- Required task a: According to the passage on Air Force fighter fleets, what is the average age of the F-16 fleet?
═══ Extracted text
By contrast, the US Air Force in 1986 bought 228, by 1993 that had crashed to 24, and fell to 0 in 1995. In 2003 it climbed back up to 21, all 21 being F-22s. The average age of those fighters has gone from 11 to over 20.

In 10 years the cost of operating the F-15 has doubled. It's estimated that the cost to repair the $12,000 longeron was $250,000 in labor. It required peeling the skin back, and removing ribs to get access to the longerons, and then putting them back together. The average age of the 441 F-15s that were grounded is 25.5. It's expected that they will be operating 177 F-15s until 2025 at which time they will be 40-45.

In the late 1990s the F-16s suffered several crashes due to engine related problems. There are 63 that have been grounded due to structural cracking. The average age of the F-16 fleet is 16.7 years.
══════
═══ Provided information
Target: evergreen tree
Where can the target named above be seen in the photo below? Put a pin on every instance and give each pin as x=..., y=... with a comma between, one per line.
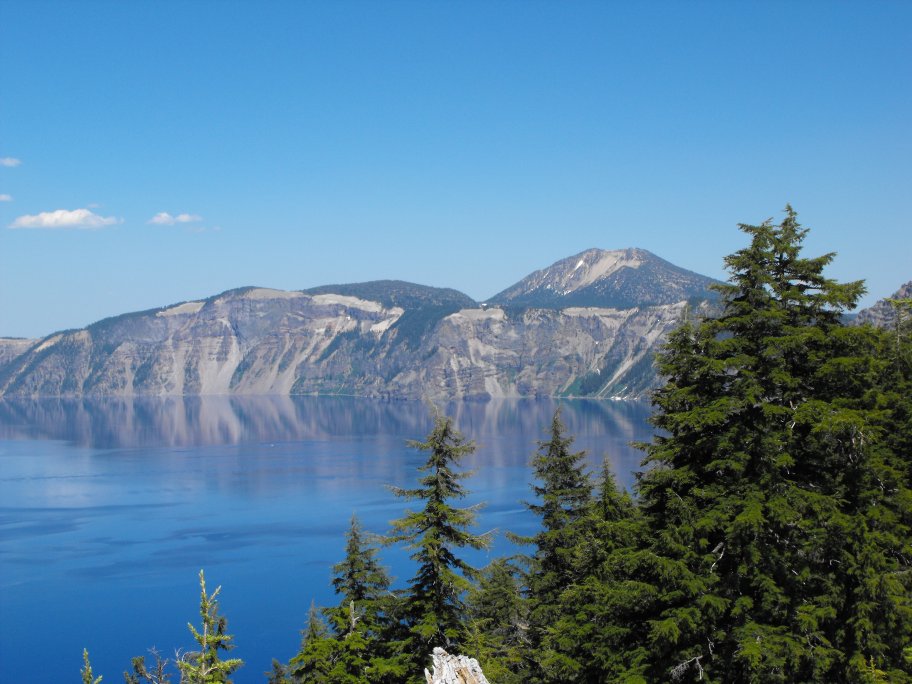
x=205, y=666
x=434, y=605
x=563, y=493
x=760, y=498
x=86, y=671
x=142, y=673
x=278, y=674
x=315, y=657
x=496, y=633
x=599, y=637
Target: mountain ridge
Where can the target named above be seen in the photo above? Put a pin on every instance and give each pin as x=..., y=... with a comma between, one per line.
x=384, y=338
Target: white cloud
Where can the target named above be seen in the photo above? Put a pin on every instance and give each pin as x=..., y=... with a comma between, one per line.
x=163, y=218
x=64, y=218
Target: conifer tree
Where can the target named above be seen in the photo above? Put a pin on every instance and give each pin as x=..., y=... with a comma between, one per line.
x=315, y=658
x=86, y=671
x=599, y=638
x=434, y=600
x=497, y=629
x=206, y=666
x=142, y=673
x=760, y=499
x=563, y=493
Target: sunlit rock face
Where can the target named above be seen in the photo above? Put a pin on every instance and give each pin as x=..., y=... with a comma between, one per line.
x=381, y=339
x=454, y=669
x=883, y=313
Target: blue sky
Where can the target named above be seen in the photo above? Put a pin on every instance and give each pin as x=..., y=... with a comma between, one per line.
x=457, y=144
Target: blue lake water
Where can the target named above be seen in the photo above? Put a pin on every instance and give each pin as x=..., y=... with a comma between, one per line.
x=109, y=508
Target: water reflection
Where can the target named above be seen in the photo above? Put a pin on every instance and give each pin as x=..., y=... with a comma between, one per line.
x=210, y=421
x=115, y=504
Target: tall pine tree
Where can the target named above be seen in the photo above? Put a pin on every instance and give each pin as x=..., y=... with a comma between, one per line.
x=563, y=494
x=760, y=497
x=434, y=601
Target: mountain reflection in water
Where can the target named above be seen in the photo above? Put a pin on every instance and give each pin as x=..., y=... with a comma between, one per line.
══════
- Required task b: In the rows, reproduce every line from the one that contains "Target: tall pine tree" through the one that contains "x=434, y=601", both included, with the requests kept as they are. Multiply each pin coordinate by 2.1 and round it to a whole number, with halves rounded up.

- Correct response a: 16.7 years

- Correct response b:
Target: tall pine tree
Where can the target named above be seen in the photo above? Put a pin on every instance and give each pin as x=..., y=... with a comma between, one per line.
x=1182, y=1037
x=1596, y=1044
x=911, y=1262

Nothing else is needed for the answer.